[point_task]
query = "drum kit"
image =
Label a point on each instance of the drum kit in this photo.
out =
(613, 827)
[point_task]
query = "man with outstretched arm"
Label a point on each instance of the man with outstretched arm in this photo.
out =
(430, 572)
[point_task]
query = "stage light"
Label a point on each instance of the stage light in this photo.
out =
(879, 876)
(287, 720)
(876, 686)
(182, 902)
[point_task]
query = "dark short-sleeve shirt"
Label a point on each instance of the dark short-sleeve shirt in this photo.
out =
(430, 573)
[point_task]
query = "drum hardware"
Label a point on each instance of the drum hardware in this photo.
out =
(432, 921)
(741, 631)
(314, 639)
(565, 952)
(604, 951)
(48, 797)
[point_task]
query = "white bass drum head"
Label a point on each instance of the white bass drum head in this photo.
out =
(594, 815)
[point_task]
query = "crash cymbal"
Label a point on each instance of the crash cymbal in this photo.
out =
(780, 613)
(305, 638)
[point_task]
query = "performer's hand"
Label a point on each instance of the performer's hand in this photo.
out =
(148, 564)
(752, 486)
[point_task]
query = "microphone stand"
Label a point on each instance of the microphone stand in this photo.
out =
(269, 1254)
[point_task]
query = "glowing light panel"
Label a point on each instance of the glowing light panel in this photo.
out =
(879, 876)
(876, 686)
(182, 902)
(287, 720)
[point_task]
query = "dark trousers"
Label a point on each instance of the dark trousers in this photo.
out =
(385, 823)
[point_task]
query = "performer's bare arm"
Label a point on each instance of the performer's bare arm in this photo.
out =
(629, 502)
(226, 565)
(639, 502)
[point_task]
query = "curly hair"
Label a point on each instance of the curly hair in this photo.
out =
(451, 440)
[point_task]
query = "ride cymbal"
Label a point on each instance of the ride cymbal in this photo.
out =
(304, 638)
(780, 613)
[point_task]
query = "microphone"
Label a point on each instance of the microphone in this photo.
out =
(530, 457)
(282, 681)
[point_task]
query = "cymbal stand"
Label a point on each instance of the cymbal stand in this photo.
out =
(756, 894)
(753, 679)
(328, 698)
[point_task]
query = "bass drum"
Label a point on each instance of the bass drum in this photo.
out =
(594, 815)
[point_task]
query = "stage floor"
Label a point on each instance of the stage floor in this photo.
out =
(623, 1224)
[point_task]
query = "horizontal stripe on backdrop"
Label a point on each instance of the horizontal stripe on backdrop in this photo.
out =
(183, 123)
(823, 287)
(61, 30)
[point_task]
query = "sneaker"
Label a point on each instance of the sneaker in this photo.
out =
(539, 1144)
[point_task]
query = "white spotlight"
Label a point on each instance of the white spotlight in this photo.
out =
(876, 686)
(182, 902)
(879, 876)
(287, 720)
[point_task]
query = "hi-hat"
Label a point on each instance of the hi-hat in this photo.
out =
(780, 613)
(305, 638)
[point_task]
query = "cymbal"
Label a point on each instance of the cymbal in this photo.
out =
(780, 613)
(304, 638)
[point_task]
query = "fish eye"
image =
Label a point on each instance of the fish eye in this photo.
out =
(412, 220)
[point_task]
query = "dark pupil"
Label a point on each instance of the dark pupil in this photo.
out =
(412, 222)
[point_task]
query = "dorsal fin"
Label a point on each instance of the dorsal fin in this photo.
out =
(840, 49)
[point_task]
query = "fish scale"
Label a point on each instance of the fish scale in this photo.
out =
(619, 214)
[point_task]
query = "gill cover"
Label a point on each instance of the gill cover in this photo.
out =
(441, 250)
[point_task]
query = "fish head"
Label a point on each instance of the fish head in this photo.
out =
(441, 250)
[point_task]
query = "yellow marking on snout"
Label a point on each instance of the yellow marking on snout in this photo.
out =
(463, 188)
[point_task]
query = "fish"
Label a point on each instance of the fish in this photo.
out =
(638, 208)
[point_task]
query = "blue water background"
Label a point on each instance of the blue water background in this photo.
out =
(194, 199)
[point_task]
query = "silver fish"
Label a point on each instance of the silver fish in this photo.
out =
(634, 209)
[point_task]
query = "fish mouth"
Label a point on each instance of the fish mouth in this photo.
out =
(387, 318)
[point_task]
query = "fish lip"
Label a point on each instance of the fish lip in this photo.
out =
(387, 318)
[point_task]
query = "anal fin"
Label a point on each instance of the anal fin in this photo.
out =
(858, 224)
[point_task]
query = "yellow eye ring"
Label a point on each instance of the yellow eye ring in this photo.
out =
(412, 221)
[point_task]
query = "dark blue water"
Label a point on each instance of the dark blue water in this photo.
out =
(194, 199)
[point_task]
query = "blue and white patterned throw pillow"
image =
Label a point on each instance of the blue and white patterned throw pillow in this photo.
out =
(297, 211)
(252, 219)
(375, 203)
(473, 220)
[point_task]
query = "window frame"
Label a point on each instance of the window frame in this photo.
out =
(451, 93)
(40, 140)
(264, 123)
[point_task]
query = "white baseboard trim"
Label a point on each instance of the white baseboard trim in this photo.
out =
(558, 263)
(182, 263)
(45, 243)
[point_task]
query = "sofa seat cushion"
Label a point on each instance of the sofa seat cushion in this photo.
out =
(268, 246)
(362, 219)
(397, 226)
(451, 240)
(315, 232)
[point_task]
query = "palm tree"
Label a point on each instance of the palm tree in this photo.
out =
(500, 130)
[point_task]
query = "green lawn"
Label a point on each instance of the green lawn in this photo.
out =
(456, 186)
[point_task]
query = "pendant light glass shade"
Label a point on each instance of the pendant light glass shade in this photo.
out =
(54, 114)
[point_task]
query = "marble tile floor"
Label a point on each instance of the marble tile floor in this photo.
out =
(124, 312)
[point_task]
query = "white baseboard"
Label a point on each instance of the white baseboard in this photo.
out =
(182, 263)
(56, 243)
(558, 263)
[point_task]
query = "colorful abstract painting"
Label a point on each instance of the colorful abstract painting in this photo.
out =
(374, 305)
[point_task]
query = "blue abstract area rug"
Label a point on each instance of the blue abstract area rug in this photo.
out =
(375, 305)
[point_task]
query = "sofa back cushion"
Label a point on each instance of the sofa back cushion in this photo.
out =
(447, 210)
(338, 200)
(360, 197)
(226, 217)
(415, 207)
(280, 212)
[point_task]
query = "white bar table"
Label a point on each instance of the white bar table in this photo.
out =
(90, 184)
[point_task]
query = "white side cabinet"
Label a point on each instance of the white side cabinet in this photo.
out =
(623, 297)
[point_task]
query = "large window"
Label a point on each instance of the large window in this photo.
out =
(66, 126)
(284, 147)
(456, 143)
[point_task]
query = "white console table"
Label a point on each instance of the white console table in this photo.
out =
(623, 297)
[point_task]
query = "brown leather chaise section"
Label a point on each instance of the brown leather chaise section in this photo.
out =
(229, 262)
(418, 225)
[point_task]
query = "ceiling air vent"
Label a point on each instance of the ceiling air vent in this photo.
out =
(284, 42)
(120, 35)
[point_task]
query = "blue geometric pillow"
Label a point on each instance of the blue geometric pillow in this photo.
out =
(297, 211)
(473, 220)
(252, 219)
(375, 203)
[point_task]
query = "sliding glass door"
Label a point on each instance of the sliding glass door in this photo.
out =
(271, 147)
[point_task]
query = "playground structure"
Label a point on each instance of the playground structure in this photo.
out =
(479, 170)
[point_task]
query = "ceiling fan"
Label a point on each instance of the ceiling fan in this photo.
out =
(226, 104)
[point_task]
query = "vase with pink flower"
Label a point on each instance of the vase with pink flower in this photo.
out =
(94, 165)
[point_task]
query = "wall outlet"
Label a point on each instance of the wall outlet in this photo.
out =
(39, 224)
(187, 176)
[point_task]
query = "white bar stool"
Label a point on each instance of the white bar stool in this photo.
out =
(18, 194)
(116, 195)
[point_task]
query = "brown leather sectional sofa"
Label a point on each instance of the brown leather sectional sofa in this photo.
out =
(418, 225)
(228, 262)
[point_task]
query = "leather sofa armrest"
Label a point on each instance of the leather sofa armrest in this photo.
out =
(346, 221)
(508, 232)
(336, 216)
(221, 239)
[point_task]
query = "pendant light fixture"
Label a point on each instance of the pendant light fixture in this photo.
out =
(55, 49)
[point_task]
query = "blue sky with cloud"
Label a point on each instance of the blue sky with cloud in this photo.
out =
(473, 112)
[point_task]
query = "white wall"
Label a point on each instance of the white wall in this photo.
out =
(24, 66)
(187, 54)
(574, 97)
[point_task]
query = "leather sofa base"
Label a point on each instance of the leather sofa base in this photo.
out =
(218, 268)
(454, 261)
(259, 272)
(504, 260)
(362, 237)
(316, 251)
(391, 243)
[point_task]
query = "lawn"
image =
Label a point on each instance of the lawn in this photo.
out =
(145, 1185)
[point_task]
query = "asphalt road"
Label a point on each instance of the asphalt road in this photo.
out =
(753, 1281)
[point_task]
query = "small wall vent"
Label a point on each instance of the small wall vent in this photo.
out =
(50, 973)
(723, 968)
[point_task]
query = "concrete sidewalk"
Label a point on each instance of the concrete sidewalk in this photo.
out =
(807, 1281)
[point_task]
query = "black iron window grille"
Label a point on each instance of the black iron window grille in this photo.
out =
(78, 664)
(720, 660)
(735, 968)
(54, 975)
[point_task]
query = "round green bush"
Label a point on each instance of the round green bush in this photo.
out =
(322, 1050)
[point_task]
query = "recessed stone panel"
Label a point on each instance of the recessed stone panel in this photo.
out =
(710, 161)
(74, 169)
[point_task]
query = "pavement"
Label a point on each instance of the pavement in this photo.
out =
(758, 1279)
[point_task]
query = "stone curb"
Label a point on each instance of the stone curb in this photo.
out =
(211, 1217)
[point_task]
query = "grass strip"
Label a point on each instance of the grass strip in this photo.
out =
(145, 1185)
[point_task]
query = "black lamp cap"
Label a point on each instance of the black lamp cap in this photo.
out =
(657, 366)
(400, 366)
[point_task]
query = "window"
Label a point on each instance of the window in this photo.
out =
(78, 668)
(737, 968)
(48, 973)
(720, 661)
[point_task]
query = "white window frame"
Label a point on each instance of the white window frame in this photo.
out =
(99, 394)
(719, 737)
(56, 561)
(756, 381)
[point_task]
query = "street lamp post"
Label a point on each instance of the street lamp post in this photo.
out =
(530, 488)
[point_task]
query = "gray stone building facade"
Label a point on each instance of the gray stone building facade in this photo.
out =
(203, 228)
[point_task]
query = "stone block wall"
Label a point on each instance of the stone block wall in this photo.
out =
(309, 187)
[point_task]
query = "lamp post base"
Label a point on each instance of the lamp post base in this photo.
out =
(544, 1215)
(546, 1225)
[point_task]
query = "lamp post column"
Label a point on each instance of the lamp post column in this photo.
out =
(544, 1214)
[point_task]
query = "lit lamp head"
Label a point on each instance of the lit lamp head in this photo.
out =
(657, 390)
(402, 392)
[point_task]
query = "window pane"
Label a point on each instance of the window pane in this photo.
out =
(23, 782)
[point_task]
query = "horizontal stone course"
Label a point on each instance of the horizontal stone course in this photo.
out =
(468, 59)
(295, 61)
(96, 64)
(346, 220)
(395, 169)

● ● ● ●

Scan the records above for the word "course". Show each line in which it appears.

[Response]:
query = "horizontal stone course"
Label a point on each instance of the horizontal stone course in this photo.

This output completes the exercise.